*Task statement*
Change "woman's" to "person's" in the stretch from the line containing "Target: white power cord" through the line containing "column 200, row 268", and return only those lines with the picture left out.

## Begin Information provided

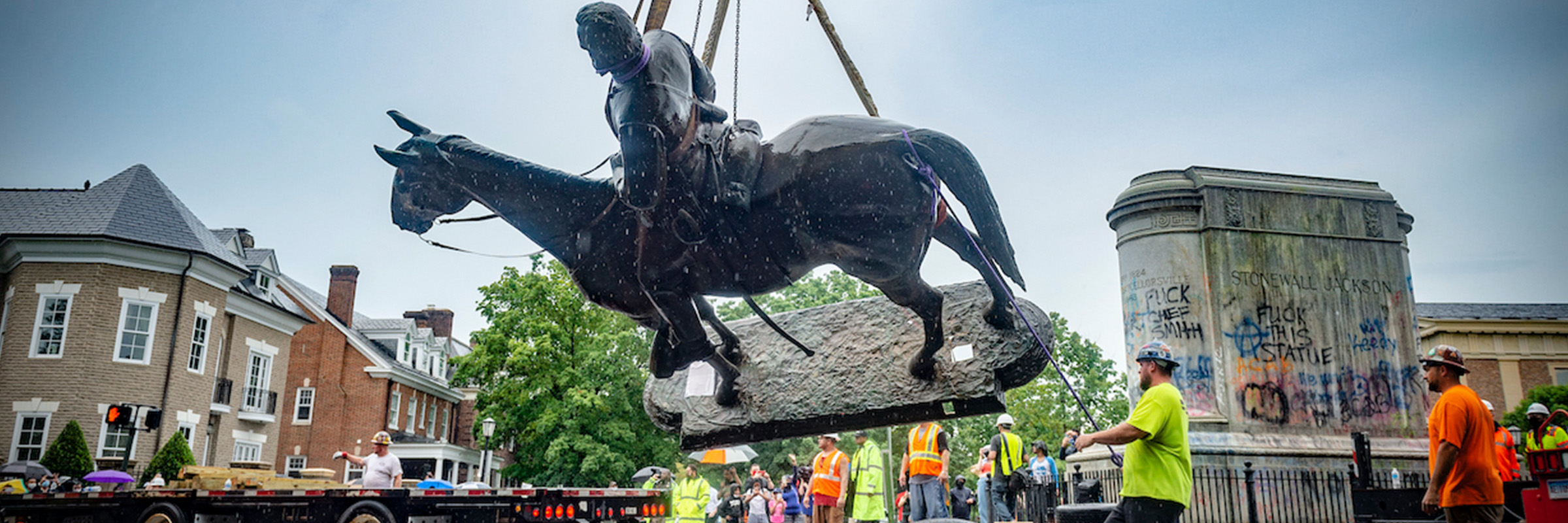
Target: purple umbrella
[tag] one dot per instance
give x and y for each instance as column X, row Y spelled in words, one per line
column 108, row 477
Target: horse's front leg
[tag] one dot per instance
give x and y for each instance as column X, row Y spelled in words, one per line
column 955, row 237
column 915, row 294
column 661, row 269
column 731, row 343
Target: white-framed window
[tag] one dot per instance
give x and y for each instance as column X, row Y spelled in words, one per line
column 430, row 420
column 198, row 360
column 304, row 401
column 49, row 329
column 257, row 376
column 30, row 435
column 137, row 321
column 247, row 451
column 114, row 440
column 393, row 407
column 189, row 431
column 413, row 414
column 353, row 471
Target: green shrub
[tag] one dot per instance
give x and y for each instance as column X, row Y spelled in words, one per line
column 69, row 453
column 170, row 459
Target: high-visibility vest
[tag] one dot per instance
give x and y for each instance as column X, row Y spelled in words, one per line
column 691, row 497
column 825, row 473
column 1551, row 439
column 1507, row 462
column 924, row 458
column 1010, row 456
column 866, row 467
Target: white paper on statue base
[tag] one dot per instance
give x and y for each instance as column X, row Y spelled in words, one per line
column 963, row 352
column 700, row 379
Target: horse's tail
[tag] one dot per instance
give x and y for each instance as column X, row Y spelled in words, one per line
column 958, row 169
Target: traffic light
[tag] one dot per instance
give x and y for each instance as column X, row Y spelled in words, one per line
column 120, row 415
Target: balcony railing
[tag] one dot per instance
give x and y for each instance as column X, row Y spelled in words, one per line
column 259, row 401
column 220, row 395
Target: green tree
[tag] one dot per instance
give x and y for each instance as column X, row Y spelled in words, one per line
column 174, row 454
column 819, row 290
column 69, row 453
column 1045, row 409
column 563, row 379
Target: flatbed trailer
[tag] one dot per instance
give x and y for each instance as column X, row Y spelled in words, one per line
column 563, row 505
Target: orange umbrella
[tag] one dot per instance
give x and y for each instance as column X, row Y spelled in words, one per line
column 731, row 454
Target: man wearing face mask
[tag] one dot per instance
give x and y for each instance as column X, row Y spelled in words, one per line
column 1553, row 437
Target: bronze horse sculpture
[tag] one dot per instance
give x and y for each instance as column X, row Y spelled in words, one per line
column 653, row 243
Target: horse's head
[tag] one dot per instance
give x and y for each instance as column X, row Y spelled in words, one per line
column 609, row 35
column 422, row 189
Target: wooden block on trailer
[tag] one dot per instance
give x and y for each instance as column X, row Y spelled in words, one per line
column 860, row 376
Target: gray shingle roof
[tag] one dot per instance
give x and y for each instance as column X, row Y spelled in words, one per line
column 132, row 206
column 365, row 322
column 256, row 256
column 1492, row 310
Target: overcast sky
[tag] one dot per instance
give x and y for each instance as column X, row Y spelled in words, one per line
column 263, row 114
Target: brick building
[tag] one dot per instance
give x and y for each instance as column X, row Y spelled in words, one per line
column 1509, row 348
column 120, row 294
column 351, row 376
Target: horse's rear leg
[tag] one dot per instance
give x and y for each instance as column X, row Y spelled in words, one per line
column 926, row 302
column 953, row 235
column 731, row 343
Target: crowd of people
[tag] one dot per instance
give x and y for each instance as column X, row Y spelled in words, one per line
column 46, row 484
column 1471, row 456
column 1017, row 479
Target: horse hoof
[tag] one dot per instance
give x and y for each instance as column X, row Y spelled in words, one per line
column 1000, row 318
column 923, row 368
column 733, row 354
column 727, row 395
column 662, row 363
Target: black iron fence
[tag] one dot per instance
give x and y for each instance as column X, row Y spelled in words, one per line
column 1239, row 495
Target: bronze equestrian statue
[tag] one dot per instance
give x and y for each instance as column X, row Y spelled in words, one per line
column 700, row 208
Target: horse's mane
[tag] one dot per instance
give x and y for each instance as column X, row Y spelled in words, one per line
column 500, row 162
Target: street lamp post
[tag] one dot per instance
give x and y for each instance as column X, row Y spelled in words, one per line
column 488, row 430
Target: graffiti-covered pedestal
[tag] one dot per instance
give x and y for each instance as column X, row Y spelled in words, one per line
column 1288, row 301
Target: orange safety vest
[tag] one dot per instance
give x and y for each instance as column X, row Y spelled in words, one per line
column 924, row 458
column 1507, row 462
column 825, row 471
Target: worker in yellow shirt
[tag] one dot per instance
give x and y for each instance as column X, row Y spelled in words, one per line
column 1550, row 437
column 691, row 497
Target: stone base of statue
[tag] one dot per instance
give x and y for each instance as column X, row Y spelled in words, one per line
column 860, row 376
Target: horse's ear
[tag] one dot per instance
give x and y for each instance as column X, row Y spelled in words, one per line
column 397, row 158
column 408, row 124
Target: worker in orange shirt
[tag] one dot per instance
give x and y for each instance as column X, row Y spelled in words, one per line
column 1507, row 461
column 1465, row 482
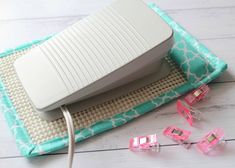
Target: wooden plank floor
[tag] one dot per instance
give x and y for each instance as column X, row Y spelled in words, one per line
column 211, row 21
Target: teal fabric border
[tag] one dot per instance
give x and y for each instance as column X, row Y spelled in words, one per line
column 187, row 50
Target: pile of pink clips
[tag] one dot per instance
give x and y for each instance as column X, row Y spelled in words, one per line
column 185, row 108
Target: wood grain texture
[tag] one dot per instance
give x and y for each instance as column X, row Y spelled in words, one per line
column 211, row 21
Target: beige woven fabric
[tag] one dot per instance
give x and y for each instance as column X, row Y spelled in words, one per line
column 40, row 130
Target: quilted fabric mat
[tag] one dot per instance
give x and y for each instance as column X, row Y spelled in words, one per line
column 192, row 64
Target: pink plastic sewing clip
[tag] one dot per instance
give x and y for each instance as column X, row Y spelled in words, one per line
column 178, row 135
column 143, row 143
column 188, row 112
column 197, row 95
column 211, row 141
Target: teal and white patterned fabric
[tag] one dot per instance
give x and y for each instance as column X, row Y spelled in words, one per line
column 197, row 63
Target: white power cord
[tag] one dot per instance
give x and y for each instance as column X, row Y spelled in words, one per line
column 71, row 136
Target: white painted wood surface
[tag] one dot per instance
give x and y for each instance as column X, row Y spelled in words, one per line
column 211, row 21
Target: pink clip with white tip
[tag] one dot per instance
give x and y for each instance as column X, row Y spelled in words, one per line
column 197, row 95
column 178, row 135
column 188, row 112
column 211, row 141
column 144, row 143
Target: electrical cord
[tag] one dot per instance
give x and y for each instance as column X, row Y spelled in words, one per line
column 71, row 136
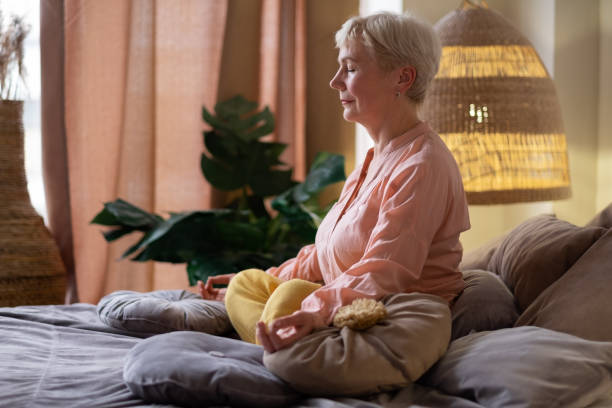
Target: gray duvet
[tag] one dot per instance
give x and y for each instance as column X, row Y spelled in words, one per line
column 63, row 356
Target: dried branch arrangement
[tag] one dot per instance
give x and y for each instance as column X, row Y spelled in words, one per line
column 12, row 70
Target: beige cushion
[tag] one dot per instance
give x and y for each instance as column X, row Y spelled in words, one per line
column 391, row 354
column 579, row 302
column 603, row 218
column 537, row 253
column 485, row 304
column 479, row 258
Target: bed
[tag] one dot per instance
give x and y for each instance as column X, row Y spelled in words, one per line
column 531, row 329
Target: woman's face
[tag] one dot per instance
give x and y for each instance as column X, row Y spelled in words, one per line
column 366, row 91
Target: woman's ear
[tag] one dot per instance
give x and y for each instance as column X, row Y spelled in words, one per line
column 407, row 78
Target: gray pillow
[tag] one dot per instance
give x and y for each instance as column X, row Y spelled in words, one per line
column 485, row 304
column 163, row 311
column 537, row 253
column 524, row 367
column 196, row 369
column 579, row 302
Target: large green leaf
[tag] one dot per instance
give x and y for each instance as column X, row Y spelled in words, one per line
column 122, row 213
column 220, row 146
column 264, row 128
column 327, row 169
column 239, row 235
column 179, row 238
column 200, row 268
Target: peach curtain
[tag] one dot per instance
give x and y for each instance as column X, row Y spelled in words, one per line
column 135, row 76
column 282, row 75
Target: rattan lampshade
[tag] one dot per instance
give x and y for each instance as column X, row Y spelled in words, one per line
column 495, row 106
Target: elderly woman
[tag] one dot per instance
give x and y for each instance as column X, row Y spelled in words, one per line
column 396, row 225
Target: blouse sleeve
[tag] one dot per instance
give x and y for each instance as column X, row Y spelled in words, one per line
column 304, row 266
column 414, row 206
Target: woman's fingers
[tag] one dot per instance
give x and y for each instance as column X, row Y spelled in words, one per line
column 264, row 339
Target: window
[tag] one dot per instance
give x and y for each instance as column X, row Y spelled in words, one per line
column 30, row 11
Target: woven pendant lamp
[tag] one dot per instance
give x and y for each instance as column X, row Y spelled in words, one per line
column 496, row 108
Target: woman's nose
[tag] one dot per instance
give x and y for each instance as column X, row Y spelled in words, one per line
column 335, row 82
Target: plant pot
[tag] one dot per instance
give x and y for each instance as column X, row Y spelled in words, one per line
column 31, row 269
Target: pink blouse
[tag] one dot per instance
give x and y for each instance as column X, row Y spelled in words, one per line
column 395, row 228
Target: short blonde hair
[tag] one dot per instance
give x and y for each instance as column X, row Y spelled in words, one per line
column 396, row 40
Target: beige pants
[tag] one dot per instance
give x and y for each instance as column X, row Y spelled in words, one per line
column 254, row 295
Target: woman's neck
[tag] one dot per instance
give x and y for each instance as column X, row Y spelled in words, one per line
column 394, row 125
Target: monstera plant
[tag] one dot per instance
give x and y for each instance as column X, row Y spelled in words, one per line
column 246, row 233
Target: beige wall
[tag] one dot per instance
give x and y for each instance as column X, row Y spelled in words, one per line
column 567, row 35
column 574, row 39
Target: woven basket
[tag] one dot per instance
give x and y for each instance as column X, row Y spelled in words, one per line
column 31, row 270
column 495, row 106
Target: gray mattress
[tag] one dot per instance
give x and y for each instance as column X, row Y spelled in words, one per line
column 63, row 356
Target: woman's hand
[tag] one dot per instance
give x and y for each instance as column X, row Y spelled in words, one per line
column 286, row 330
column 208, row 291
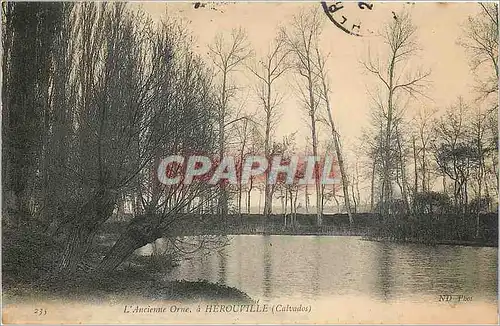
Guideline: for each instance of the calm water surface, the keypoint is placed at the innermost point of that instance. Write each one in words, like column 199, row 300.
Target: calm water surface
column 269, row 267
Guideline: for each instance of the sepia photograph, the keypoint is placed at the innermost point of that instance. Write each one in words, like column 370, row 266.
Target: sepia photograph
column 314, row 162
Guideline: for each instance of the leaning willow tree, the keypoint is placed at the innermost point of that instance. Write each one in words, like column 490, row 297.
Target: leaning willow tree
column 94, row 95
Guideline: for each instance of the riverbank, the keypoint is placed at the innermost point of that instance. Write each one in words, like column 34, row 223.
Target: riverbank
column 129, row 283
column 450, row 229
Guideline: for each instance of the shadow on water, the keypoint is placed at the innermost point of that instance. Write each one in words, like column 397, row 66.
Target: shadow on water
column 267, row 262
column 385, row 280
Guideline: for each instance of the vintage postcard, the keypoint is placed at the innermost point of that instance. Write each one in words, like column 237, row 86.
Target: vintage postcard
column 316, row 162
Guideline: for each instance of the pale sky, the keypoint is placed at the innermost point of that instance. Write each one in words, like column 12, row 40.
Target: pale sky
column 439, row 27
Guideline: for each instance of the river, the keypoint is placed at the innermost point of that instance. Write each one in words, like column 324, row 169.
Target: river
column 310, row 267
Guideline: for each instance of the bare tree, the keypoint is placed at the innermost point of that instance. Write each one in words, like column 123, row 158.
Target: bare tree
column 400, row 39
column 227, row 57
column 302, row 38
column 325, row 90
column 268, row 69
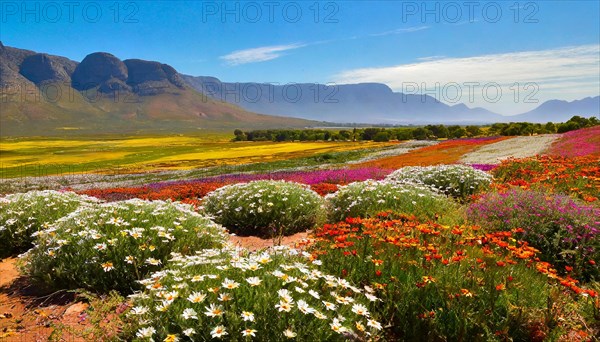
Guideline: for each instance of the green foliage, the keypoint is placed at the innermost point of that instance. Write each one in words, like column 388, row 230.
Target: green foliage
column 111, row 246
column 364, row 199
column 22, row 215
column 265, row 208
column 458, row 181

## End Information provided

*Exercise solution*
Target: white power cord
[tag] one dot per instance
give x and y for each instance as column X, row Y spelled in words, one per line
column 71, row 136
Target: white painted wood surface
[tag] one dot per instance
give x and y for each instance as column X, row Y spelled in words, one per line
column 211, row 21
Target: pink clip with white tip
[tag] one dot per instance
give x and y for each instance as column X, row Y spelled in words, one per line
column 197, row 95
column 178, row 135
column 188, row 112
column 211, row 141
column 144, row 143
Target: electrical cord
[tag] one dot per instance
give x and y for each instance as column X, row Y spelled in words, one per line
column 71, row 136
Target: gray duvet
[tag] one dot per instance
give x and y for each instance as column X, row Y spelled in words, one per line
column 63, row 356
Target: dried branch arrangement
[tag] one dot per instance
give x and y for each instance as column X, row Y spelled in words, one per line
column 12, row 70
Target: beige cushion
[tag] one dot per instance
give x and y for each instance as column X, row Y spelled in words, one per line
column 391, row 354
column 579, row 302
column 603, row 218
column 537, row 253
column 485, row 304
column 479, row 258
Target: bed
[tag] one dot per instance
give x and y for each instance as column X, row Y spelled in words, one per line
column 531, row 329
Target: person's face
[tag] one dot per instance
give x and y for each instance as column X, row Y spelled in words, one per line
column 366, row 91
Target: person's ear
[tag] one dot per instance
give x and y for each instance as column X, row Y spelled in words, one per line
column 407, row 78
Target: gray pillow
[tag] one dot per instance
give x and y for each instance as column X, row Y spelled in words, one per line
column 485, row 304
column 163, row 311
column 537, row 253
column 524, row 367
column 196, row 369
column 579, row 302
Target: large green leaf
[tag] one dot per instance
give x and y for each instance as column X, row Y spelled in words, one per line
column 122, row 213
column 220, row 146
column 264, row 128
column 327, row 169
column 239, row 235
column 179, row 238
column 200, row 268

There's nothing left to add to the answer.